### JOB
Copy the following records line for line, without any changes.

* * *

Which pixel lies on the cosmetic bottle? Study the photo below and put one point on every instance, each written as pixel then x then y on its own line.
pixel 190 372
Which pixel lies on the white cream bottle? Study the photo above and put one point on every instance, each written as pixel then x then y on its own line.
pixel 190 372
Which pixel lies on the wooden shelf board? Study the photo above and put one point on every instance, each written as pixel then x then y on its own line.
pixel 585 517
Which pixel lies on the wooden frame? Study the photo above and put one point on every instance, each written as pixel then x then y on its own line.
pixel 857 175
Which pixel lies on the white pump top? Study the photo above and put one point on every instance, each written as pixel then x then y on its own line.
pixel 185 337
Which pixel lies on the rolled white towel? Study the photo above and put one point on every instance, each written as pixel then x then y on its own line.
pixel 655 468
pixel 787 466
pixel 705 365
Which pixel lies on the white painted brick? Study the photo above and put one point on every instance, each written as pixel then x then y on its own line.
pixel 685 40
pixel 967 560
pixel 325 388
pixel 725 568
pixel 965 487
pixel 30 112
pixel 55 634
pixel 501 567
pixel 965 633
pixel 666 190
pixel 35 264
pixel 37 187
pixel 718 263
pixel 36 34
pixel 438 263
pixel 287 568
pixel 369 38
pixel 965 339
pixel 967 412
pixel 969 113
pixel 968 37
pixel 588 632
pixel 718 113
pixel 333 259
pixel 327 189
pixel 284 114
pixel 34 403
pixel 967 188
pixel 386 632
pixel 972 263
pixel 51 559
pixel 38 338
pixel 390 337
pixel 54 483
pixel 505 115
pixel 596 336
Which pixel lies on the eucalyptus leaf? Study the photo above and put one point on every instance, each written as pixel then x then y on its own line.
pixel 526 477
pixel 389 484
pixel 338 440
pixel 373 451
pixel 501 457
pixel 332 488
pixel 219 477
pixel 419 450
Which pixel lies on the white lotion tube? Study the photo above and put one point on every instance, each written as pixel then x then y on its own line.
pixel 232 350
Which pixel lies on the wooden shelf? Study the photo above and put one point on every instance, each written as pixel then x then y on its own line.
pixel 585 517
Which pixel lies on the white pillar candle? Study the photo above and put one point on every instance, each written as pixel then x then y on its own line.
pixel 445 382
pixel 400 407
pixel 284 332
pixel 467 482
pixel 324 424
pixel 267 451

* * *

### CORRECT RESPONSE
Which pixel lies on the cosmetic bottle? Study the photo below and put one point on every instance, each written as pixel then x then y on its own line.
pixel 190 372
Which pixel lies on the white cream bottle? Study the photo above and put one point on every instance, each written as pixel then x then y on its own line.
pixel 190 372
Which pixel lies on the wooden shelf board? Study the photo above and put one point on every instance, each written as pixel then x then y on its own line.
pixel 585 517
Which pixel lies on the wooden frame? Study the photo above and put one point on every instance, each written as pixel then x then y on its own line.
pixel 857 175
Which pixel lies on the white pump top? Study the photo above and put one point on every instance, each written as pixel then x then y on its own line.
pixel 185 337
Which pixel lies on the rolled white towel? Study the photo above and put one point on every instance, each written as pixel then x then y on its own line.
pixel 655 468
pixel 787 466
pixel 705 365
Which pixel lies on the white painted brick? Study the photo above and put one point on every instance, each written as pixel then x then y on its own line.
pixel 685 40
pixel 967 560
pixel 325 388
pixel 725 568
pixel 965 487
pixel 30 112
pixel 55 634
pixel 501 567
pixel 965 633
pixel 666 190
pixel 35 264
pixel 37 187
pixel 718 263
pixel 36 34
pixel 438 263
pixel 287 568
pixel 369 38
pixel 965 339
pixel 967 412
pixel 969 113
pixel 968 37
pixel 588 632
pixel 718 113
pixel 333 259
pixel 327 189
pixel 284 114
pixel 34 403
pixel 967 188
pixel 386 632
pixel 972 263
pixel 51 559
pixel 38 338
pixel 390 337
pixel 54 483
pixel 505 115
pixel 596 336
Which pixel lies on the eucalyptus leaf? Study the photo above and put one point on every instance, each written as pixel then x then y on its own line.
pixel 526 477
pixel 389 484
pixel 338 440
pixel 373 451
pixel 501 457
pixel 332 488
pixel 219 477
pixel 419 450
Which pixel lies on the white lotion tube? Study the photo above and put one point on every instance, each written as pixel then x then y on its own line.
pixel 232 350
Which pixel lies on the wooden shelf? Study the photo above and put one point on every instance, each written as pixel then x then y on its own line.
pixel 585 517
Which pixel lies on the white pillar candle? Study the photo above and put one point on every instance, each written as pixel then x then y on its own line.
pixel 445 382
pixel 400 407
pixel 284 332
pixel 467 482
pixel 324 424
pixel 267 451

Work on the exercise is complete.